TASK GOAL = Restate the material word for word and leave out anything that is a picture.

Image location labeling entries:
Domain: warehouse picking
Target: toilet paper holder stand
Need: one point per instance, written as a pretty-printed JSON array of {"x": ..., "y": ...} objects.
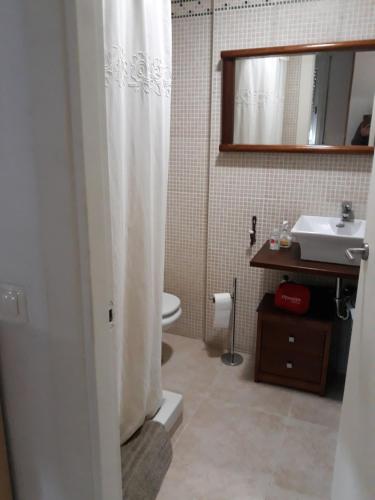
[{"x": 232, "y": 358}]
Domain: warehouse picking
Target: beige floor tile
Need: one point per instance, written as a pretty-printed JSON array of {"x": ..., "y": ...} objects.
[
  {"x": 276, "y": 493},
  {"x": 305, "y": 460},
  {"x": 236, "y": 385},
  {"x": 240, "y": 440},
  {"x": 231, "y": 437},
  {"x": 198, "y": 481},
  {"x": 316, "y": 410}
]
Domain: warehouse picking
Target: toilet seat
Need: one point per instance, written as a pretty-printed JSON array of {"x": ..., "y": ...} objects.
[
  {"x": 171, "y": 304},
  {"x": 171, "y": 309}
]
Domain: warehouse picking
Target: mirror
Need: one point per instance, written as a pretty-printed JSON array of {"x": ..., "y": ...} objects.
[{"x": 300, "y": 98}]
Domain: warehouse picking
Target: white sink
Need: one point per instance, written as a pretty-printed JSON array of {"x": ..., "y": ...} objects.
[{"x": 325, "y": 239}]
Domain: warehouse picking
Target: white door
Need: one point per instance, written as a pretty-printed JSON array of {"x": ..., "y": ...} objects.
[{"x": 354, "y": 476}]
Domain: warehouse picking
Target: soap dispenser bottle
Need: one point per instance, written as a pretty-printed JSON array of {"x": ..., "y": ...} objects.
[{"x": 285, "y": 235}]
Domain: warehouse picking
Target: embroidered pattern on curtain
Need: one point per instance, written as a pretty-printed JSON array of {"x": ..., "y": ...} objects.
[{"x": 143, "y": 73}]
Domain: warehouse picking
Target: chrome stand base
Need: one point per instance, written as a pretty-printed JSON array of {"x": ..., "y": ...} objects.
[{"x": 231, "y": 359}]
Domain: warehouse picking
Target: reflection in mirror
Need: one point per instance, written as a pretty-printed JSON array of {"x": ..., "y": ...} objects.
[{"x": 326, "y": 98}]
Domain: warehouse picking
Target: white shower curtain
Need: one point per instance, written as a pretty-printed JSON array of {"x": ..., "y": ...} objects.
[
  {"x": 259, "y": 100},
  {"x": 138, "y": 85}
]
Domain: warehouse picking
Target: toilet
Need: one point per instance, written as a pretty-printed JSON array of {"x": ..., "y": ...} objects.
[
  {"x": 171, "y": 409},
  {"x": 171, "y": 309}
]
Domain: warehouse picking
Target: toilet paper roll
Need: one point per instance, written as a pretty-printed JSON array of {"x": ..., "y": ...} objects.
[{"x": 223, "y": 307}]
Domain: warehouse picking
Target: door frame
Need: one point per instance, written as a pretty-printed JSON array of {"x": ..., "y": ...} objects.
[{"x": 85, "y": 62}]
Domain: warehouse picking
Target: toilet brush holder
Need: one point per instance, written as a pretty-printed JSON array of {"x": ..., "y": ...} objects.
[{"x": 232, "y": 358}]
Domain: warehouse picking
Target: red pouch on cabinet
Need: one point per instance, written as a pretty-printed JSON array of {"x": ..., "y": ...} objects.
[{"x": 292, "y": 297}]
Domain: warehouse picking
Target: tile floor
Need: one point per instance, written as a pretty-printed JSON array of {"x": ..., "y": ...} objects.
[{"x": 240, "y": 440}]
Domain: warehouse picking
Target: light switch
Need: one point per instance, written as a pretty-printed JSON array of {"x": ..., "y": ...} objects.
[
  {"x": 9, "y": 304},
  {"x": 12, "y": 303}
]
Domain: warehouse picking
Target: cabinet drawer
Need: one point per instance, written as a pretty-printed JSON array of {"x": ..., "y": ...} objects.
[
  {"x": 293, "y": 336},
  {"x": 292, "y": 365}
]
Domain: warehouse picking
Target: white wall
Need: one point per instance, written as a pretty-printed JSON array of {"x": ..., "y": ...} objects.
[
  {"x": 42, "y": 364},
  {"x": 363, "y": 90}
]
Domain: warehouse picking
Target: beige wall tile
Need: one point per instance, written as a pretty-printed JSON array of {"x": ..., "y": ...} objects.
[{"x": 212, "y": 195}]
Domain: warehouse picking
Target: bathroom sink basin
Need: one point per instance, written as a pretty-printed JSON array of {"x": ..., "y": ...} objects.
[{"x": 325, "y": 239}]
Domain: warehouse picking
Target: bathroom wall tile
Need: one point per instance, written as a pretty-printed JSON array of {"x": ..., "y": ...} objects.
[
  {"x": 186, "y": 235},
  {"x": 272, "y": 186},
  {"x": 212, "y": 195}
]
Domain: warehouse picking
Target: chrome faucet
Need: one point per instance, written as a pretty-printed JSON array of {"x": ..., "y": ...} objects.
[{"x": 347, "y": 214}]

EXERCISE OUTPUT =
Domain: warehouse picking
Target: toilet paper holder stand
Need: one point per instance, written as a pretty-printed JSON array of {"x": ..., "y": ...} objects.
[{"x": 232, "y": 358}]
Domain: warehouse picking
Target: beige floor tile
Need: one point per instance, written as a pretty-printed JSON array of {"x": ..., "y": ...} objects.
[
  {"x": 276, "y": 493},
  {"x": 305, "y": 460},
  {"x": 236, "y": 385},
  {"x": 240, "y": 440},
  {"x": 231, "y": 437},
  {"x": 198, "y": 481},
  {"x": 316, "y": 410}
]
Domain: warehouse picking
Target: toilet seat
Need: one point per instance, written as a pretty-printed JSON array of {"x": ..., "y": ...} objects.
[
  {"x": 171, "y": 304},
  {"x": 171, "y": 309}
]
Domain: warehouse picking
Target: mirror
Need: one point per instance, written as a pretty-printed JSON array of {"x": ..., "y": ...} objects.
[{"x": 300, "y": 98}]
Domain: warehouse picking
Target: white sink
Need: one point per instance, written as a pretty-printed JSON array of {"x": ..., "y": ...} objects.
[{"x": 325, "y": 239}]
Domain: warehouse picking
Target: white door
Need: one point per instance, written as a pretty-printed JSON array of {"x": ..., "y": ...} objects.
[{"x": 354, "y": 476}]
Domain: warehouse picking
Target: soap dispenser bottle
Need: one point per instance, written as a pretty-printed JSON array of {"x": ..., "y": ...} objects.
[{"x": 285, "y": 235}]
Domain: warehouse picking
Target: embroidered pattern on curtain
Need: one point per instance, written as a pretty-printed JSON array of {"x": ..., "y": ...} objects.
[{"x": 143, "y": 73}]
Domain: warehouse picking
Target: chrome stand base
Need: one point per instance, written as a pretty-printed JSON array of {"x": ..., "y": ...} objects.
[{"x": 231, "y": 359}]
Domain: warehouse picking
Target: reflection in mirror
Need: one point per instance, written as a pretty-printed JSON array of {"x": ..., "y": ...} objects.
[{"x": 326, "y": 98}]
Domain: warehouse picking
Target: white shower curtain
Need: one point per instance, written as a pretty-printed JSON array of {"x": ..., "y": ...} objects.
[
  {"x": 259, "y": 100},
  {"x": 138, "y": 85}
]
Domain: warehouse picking
Target: toilet
Need: one point per instance, written as a pretty-printed JSON array of {"x": ..., "y": ...} objects.
[
  {"x": 171, "y": 409},
  {"x": 171, "y": 309}
]
Domain: warehouse picking
Target: toilet paper roll
Need: one point per instance, written as a pretty-printed JSON array of {"x": ..., "y": ...} objects.
[{"x": 223, "y": 307}]
Domain: warehouse picking
Target: door frame
Need: one point per instance, written as a pretty-printed JSON array of {"x": ..., "y": ...} objects.
[{"x": 85, "y": 62}]
Domain: warehouse picking
Target: toilet brush holder
Need: one point per instance, written as a pretty-printed JSON array of {"x": ..., "y": ...} objects.
[{"x": 232, "y": 358}]
Domain: warehouse picking
Target: red pouch on cabinet
Need: one point per instance, written as a pretty-printed JSON array of {"x": ..., "y": ...} objects.
[{"x": 292, "y": 297}]
Domain: warehouse picking
Target: tile floor
Need: one point per instance, written as a pretty-printed JSON array of {"x": ..., "y": ...} objects.
[{"x": 240, "y": 440}]
Domain: warehouse picking
Target: light switch
Need: one point per instance, written as a pretty-printed JSON array of {"x": ..., "y": ...} objects.
[
  {"x": 9, "y": 304},
  {"x": 12, "y": 303}
]
Domain: warehouse picking
Target: cabinet drawer
Need: one point per instance, written as a pretty-printed JSON array of {"x": ..., "y": ...} objects.
[
  {"x": 293, "y": 336},
  {"x": 292, "y": 365}
]
Domain: warehouse picking
Target: white wall
Need: one point per instance, written as a pretty-printed JSON array of {"x": ..., "y": ...} objects.
[
  {"x": 42, "y": 364},
  {"x": 363, "y": 90}
]
Domain: warehouse picking
Target: beige wall tile
Need: one point per instance, written as a pretty-printed JSON array of {"x": ..., "y": ...} objects.
[{"x": 212, "y": 195}]
Domain: warehouse picking
Target: bathroom sink basin
Need: one point per instance, written as a pretty-printed JSON array of {"x": ..., "y": ...} objects.
[{"x": 325, "y": 239}]
Domain: warehouse picking
Target: bathroom wall tile
Need: one point per instance, written as a pretty-printed JSON array of {"x": ..., "y": ...} objects.
[
  {"x": 186, "y": 235},
  {"x": 272, "y": 186},
  {"x": 212, "y": 195}
]
Domain: warehouse picking
Target: chrome faucet
Need: one point per instance, written as a pretty-printed JSON array of {"x": ..., "y": ...} objects.
[{"x": 347, "y": 214}]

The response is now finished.